[[ Data supplied, beginning ]]

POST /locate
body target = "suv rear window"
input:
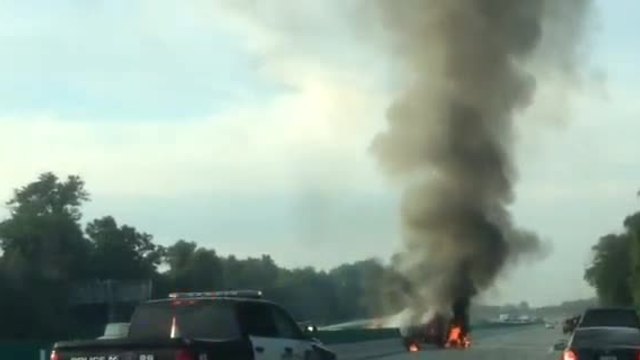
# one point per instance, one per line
(200, 319)
(610, 317)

[[ Data supplied, end ]]

What the response needs is every entry, repeated exactly, and none of the pictures.

POST /locate
body target = "suv rear window"
input:
# one point per instance, one per line
(200, 319)
(610, 317)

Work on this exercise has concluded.